FIRST DIVISION
[G.R. No. 221614. March 9, 2022.]
EQUITABLE SAVINGS BANK, INC. (NOW BDO UNIBANK, INC.), petitioner, vs.LEORINA F. PAULINO AND DANILO D. PAULINO, respondents.
NOTICE
Sirs/Mesdames :
Please take notice that the Court, First Division, issued a Resolution datedMarch 9, 2022which reads as follows:
"G.R. No. 221614 (Equitable Savings Bank, Inc. (now BDO Unibank, Inc.) v. Leorina F. Paulino and Danilo D. Paulino). — Challenged in this Petition for Review on Certiorari1 under Rule 45 of the 1997 Rules of Court filed by Equitable Savings Bank, Inc. (now BDO Unibank, Inc.) (petitioner) is the Decision 2 of the Court of Appeals (CA) promulgated on September 18, 2014, in CA-G.R. CV No. 101078, which dismissed petitioner's appeal and affirmed the Regional Trial Court's (RTC) Decision 3 in Civil Case No. 05-0448 CFM dated February 12, 2009, which in turn dismissed petitioner's Complaint for Recovery of Possession with Replevin with Alternative Prayer for Sum of Money and Damages.
The Antecedents
On January 28, 2004, Spouses Leorina F. Paulino and Danilo D. Paulino (respondents) obtained a loan from petitioner in the amount of P738,144.00 for the purchase of a 2003 Model Honda Civic car. Respondents then executed a promissory note for the said amount, wherein they agreed to pay petitioner in 48 equal monthly installments of P15,378.00; that in case of respondents' failure to pay any installment, the remaining balance shall be due and demandable at the option of petitioner. To secure the promissory note, respondents executed a Chattel Mortgage over the car in favor of petitioner.

(DATASET ENTRIES)

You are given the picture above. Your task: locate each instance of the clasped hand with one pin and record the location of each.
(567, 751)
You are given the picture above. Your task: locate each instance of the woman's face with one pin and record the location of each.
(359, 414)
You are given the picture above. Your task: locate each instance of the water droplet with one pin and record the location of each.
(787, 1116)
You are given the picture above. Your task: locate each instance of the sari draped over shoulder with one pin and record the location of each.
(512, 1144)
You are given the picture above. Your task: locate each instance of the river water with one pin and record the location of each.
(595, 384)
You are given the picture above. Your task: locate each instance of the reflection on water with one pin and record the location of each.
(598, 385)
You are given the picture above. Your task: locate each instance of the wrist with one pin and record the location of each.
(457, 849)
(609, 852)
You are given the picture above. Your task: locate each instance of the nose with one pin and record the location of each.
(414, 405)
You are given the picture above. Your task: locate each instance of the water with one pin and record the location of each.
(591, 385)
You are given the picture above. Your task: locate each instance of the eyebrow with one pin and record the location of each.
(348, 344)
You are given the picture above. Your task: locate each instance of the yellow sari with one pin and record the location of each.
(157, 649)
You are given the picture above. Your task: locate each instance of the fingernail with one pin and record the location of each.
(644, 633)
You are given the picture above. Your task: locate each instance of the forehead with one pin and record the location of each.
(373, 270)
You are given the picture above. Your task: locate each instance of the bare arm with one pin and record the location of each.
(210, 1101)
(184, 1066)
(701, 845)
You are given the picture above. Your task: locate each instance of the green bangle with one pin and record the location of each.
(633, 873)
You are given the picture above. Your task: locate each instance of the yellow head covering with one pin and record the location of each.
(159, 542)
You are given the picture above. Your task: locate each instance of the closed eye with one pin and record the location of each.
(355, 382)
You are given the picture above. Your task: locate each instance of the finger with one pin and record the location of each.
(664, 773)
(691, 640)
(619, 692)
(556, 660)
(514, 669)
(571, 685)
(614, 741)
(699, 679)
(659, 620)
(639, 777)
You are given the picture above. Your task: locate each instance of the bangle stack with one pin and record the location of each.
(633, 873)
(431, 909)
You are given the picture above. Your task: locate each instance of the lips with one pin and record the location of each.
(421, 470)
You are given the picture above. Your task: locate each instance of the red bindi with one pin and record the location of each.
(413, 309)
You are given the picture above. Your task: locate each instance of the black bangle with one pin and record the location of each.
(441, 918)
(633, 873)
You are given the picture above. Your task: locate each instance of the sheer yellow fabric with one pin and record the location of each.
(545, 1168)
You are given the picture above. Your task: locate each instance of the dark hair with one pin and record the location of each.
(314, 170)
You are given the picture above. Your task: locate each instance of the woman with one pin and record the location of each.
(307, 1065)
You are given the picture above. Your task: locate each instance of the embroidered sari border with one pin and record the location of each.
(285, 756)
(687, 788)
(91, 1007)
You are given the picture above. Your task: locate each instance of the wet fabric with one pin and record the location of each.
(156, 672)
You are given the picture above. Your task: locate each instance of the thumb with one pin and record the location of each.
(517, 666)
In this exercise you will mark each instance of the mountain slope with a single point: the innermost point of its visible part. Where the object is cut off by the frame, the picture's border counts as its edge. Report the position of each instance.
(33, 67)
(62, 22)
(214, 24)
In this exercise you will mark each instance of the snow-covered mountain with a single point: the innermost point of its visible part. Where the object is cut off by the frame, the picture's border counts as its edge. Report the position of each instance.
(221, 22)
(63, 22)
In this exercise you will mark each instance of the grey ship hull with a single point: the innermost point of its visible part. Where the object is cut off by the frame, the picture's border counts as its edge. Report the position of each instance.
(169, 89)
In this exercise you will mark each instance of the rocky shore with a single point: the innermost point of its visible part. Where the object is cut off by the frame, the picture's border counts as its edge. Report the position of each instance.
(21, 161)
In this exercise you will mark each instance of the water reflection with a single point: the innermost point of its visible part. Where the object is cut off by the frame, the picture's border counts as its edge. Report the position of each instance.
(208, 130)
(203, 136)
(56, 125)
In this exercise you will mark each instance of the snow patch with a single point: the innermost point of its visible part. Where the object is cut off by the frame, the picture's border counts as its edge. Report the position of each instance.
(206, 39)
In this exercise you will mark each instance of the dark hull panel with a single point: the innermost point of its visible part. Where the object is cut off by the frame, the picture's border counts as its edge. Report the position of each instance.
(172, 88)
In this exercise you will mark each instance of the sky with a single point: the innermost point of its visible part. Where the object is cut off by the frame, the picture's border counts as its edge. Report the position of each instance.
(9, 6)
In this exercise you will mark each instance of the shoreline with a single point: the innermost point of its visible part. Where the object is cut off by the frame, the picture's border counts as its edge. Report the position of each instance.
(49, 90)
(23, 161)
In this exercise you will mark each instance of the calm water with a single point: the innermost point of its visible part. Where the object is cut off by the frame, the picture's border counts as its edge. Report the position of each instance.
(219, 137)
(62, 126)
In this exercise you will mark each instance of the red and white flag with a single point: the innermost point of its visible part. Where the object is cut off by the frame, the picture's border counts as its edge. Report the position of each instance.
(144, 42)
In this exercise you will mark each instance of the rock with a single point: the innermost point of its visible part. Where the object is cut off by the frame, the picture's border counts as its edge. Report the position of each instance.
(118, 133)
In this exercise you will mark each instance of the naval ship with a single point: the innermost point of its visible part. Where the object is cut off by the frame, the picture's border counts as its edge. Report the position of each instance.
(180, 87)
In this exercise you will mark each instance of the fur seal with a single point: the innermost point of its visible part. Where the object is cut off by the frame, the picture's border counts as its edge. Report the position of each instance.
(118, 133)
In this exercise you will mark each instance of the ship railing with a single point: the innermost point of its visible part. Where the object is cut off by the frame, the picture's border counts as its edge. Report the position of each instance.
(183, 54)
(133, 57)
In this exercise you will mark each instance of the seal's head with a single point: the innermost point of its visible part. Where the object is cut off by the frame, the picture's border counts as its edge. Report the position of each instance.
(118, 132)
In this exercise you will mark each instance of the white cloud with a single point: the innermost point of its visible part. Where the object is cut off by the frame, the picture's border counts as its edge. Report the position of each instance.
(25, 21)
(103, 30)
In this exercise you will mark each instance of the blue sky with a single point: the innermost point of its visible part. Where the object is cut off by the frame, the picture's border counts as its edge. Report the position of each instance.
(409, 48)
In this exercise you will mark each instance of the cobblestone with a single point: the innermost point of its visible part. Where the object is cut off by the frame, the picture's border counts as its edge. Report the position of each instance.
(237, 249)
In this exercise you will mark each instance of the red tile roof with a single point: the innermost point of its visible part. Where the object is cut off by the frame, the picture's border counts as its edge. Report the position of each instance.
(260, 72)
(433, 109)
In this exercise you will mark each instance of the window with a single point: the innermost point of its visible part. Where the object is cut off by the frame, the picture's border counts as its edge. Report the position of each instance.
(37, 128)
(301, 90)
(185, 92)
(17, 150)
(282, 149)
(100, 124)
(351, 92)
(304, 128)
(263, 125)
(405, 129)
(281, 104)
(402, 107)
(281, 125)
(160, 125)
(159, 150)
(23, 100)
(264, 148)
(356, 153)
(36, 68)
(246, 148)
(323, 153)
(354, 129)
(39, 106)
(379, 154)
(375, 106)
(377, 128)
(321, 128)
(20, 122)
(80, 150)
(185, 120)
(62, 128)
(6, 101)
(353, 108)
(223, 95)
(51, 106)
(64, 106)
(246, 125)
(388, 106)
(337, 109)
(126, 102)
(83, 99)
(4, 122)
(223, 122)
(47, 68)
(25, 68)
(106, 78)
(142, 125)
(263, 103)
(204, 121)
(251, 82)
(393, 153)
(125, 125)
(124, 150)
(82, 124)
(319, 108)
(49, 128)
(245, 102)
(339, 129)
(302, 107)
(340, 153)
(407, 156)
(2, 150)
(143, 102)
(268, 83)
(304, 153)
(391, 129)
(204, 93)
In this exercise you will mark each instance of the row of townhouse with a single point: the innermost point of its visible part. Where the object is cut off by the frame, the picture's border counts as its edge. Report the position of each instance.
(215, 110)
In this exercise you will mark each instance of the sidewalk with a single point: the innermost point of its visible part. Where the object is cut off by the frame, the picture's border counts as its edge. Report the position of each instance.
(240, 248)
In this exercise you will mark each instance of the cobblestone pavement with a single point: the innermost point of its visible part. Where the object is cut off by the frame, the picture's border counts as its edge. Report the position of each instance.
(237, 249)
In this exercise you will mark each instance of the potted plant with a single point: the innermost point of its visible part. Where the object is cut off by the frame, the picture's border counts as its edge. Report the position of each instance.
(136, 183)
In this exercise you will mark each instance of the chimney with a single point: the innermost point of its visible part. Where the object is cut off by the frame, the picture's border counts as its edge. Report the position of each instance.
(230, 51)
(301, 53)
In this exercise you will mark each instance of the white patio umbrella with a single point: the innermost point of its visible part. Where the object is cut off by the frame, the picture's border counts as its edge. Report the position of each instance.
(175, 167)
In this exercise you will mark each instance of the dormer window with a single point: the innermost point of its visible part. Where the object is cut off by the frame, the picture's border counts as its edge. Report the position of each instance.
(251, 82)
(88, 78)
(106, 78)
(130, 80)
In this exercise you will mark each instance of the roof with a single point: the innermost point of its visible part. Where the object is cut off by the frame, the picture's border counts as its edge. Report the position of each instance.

(BRIEF A)
In the court resolution, how much was each of the monthly installments that the respondents agreed to pay?
(BRIEF B)
List each distinct full date (month, day, and year) that appears in the court resolution.

(CORRECT RESPONSE A)
P15,378.00

(CORRECT RESPONSE B)
- March 9, 2022
- September 18, 2014
- February 12, 2009
- January 28, 2004